Material for this exercise >>

------------------------------

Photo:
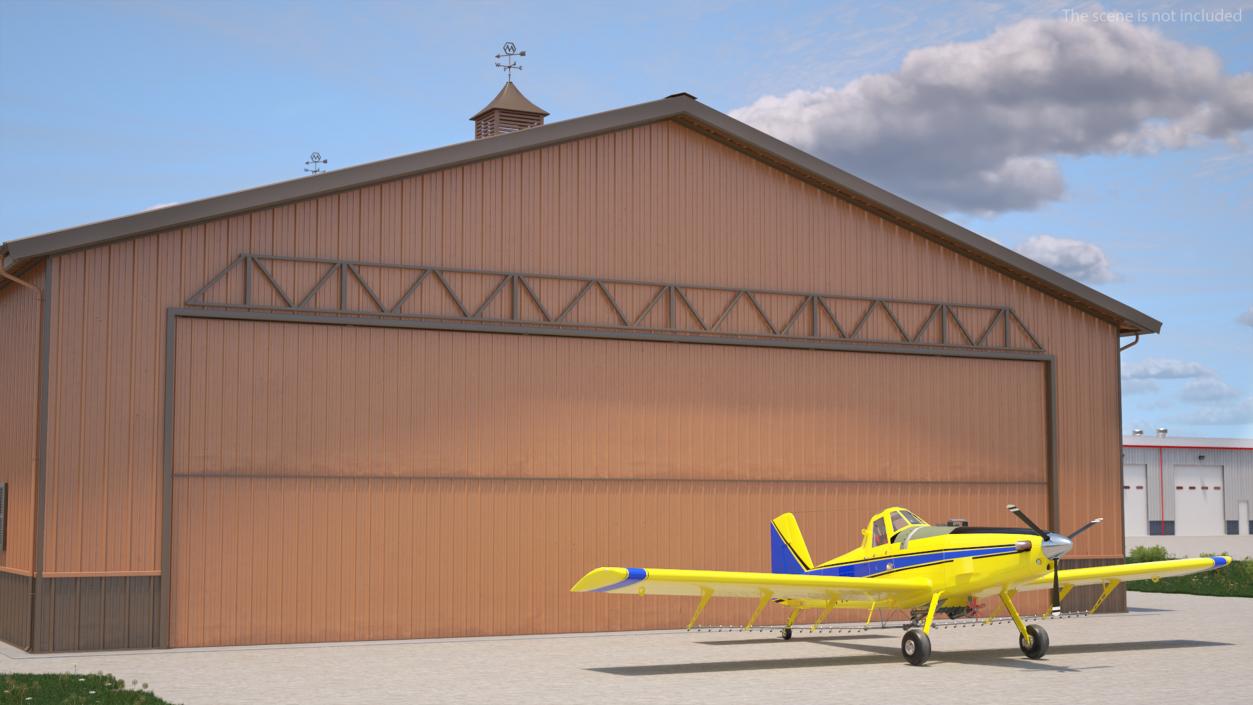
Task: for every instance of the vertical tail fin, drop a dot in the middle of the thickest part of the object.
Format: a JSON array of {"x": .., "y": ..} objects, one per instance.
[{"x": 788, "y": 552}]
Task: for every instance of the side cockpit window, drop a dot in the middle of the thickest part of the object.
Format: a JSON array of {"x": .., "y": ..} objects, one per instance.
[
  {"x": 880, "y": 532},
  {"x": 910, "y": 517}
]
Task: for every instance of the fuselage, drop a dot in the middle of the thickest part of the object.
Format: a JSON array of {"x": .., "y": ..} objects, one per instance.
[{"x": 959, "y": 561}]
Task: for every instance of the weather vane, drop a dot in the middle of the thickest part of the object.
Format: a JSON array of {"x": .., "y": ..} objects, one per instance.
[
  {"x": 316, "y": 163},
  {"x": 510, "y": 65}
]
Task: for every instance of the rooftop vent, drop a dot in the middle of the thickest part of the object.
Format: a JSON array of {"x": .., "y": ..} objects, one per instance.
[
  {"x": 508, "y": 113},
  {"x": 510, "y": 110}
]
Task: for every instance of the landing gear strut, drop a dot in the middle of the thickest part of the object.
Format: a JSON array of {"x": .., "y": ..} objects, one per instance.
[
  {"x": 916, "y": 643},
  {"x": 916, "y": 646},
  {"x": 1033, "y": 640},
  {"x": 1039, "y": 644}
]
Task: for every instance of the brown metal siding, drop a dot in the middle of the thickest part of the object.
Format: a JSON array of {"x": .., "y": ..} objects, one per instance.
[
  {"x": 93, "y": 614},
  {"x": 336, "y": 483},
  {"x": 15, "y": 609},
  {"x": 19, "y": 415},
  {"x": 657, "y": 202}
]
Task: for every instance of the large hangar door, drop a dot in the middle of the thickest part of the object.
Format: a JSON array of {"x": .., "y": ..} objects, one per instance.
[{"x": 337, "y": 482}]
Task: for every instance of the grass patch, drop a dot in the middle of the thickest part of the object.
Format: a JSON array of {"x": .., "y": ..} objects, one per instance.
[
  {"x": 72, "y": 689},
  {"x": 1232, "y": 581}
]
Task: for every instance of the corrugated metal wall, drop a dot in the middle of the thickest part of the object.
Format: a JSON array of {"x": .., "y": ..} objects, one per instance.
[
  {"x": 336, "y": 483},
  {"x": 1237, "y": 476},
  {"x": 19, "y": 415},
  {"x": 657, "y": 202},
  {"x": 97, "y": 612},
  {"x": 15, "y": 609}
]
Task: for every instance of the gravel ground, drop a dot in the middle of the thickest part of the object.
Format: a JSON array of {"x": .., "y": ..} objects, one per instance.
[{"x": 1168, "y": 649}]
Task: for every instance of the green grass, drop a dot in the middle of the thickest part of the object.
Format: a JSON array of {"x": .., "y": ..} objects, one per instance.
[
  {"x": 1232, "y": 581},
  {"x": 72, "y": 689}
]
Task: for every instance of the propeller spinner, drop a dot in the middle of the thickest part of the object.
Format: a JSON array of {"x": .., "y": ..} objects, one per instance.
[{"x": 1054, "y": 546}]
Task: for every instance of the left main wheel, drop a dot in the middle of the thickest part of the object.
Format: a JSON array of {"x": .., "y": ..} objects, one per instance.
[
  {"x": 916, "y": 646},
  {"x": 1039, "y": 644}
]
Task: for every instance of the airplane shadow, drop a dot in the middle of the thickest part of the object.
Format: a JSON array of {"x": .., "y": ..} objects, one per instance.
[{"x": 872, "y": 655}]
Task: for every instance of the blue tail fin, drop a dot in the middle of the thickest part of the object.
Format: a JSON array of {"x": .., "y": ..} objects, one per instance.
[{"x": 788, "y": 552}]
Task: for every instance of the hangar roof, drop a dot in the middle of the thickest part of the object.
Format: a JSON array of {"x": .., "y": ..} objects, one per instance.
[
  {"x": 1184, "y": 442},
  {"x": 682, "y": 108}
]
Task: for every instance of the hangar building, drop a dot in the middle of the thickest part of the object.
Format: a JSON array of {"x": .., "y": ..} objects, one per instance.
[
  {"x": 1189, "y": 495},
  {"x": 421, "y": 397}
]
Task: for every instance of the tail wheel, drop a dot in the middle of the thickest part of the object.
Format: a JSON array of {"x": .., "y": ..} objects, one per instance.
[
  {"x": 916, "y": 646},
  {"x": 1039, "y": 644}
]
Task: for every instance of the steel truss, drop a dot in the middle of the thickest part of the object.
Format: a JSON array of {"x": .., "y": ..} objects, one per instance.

------------------------------

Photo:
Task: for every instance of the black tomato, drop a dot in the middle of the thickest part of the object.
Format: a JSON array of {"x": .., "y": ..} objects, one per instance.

------------------------------

Work to do >>
Please find every line in the records above that contains the string "hangar" and copy each one out; case counts.

Reply to the task >>
Task: for every instance of the large hangar door, drop a dot in the middle of the thickest part of the object.
Task: for every instance of the hangar roof, drop a dot in the middle of the thickest part of the object.
Task: for every instance of the hangar building, drop a dot in the middle of the thickest part of the object.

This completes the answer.